Reading passage below:

To be honest, I shouldn’t have liked it at all. It’s the trashiest of trashy romance novels. It has a gorgeous protagonist, an alpha male (hate them) and filthy rich trash as a cast of characters. The plot is sketchy at best, it explores no issues and there is not an ounce of diversity.
And I couldn’t put it down.
How the author (authors - Erin Watt is actually two people) had the gall to call this a YA book, I have no idea. The characters in it may be sixteen, but in terms of attitude and life experiences, they’re more like jaded thirty-somethings.
And still I couldn’t put it down.
Seriously, it was like the damn book was superglued to my hands. The pages might just as well have been made of crack. I devoured the whole thing in less than a day and even though I’m skint, I cheerfully forked out £4.39 for the sequel immediately afterwards. Because after THAT ENDING there was no way I’d be able to function without finding out what happened next. Seriously, I have no idea how people who bought this book the day it came out managed until the second book was released.
So the premise of the book is that Ella, our protagonist, was raised by her single mum (a stripper - obvs). When her mum got cancer, Ella started stripping too (at age fifteen!) to pay her medical bills and when her mum died and Ella carried on stripping to pay the bills and avoid going into foster care. Then one day, she gets tracked down by the best friend of her bio dad (who died in a handgliding accident - obvs), who has decided he is her legal guardian. Throw in some hot foster-brothers, a rotten-to-the-core prep school and some evil girlfriends, and you’ve got a high-octane book that reads like a whirlwind of lust and angst.
Sounds like a soap opera, doesn’t it? It reads like one, too. Kind of a cross between Jilly Cooper and Cruel Intentions - basically a load of jaded rich folk being mean to everyone, shagging anything that moves and taking a shit load of booze and drugs.
The whole thing doesn’t stand up to much scrutiny. Like, when I really think about it, Ella nd Reed don’t have a whole bunch in common. They don’t have any great conversations and they have some pretty bad trust issues. And really, would any parent be aware of the things the Royal brothers get up to and not intervene? And is anyone really that good looking that people will literally fight to have sex with them??
The thing is, there’s just something about the characters, plot and writing that makes you stick your hands over your ears and go, ’LA LA LA LA!’ when your brain tries to point any of this out. It’s uncanny.
I always rate books on how much I liked them, as opposed to how ‘good’ they are. Which is lucky for Erin Watts, because she (they) haven’t written a ‘good’ book. It will win no Pulitzer Prizes. However, I’m still giving it five stars, because I literally couldn’t put the damn thing down.

End of Reading passage.
Dataset records below:

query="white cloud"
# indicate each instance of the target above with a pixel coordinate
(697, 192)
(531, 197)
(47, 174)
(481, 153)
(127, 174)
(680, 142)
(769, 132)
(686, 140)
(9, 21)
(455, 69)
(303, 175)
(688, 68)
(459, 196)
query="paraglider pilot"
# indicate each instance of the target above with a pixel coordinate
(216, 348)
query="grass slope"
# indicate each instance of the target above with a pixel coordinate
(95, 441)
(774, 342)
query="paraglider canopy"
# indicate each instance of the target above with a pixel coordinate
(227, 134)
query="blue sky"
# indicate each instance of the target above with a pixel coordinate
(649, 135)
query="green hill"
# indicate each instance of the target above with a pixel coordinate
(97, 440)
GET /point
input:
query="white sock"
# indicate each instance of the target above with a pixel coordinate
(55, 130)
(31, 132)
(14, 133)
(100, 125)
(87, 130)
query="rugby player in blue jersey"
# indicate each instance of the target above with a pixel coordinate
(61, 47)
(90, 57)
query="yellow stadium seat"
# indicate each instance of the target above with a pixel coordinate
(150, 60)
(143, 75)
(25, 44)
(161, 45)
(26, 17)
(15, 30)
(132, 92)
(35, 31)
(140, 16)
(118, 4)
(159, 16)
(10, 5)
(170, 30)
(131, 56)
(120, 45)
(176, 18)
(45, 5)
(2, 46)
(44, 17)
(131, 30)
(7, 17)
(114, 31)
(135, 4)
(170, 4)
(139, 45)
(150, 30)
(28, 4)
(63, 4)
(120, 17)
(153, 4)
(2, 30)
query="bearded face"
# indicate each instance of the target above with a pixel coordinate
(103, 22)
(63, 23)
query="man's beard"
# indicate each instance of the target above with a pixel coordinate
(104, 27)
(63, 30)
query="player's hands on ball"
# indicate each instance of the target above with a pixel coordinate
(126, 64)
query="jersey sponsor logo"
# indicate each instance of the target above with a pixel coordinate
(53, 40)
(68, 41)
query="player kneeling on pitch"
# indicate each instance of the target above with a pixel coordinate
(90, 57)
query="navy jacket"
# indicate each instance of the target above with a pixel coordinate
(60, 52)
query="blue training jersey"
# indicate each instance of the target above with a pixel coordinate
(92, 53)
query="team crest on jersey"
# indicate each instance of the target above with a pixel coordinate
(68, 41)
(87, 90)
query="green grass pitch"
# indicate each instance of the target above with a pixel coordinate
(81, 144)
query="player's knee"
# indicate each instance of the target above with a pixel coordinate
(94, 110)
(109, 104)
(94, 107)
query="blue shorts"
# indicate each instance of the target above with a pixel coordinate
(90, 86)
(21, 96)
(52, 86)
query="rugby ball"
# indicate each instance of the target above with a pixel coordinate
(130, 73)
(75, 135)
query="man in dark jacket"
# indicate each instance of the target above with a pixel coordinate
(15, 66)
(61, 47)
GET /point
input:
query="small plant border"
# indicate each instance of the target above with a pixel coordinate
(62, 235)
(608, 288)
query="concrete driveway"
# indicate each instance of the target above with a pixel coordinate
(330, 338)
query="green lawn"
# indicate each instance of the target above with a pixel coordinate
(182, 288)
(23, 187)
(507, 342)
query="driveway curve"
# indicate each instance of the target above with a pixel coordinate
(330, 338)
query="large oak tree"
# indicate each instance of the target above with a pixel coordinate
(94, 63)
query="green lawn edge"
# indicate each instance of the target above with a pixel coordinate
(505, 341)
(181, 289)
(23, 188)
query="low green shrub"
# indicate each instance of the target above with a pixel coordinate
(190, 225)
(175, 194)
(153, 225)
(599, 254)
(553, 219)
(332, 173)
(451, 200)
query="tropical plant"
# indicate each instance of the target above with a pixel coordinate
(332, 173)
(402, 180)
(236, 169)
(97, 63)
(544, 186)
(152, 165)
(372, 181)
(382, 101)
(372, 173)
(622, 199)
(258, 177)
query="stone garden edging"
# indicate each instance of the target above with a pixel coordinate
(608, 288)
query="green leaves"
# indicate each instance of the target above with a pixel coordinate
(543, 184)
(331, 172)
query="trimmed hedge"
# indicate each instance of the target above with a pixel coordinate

End of Dataset records.

**Task requirements:**
Repeat the part of the book review that starts with "And I couldn’t" and goes on through "book was released.", word for word. You won't need the entries for this.

**Answer to this exercise:**
And I couldn’t put it down.
How the author (authors - Erin Watt is actually two people) had the gall to call this a YA book, I have no idea. The characters in it may be sixteen, but in terms of attitude and life experiences, they’re more like jaded thirty-somethings.
And still I couldn’t put it down.
Seriously, it was like the damn book was superglued to my hands. The pages might just as well have been made of crack. I devoured the whole thing in less than a day and even though I’m skint, I cheerfully forked out £4.39 for the sequel immediately afterwards. Because after THAT ENDING there was no way I’d be able to function without finding out what happened next. Seriously, I have no idea how people who bought this book the day it came out managed until the second book was released.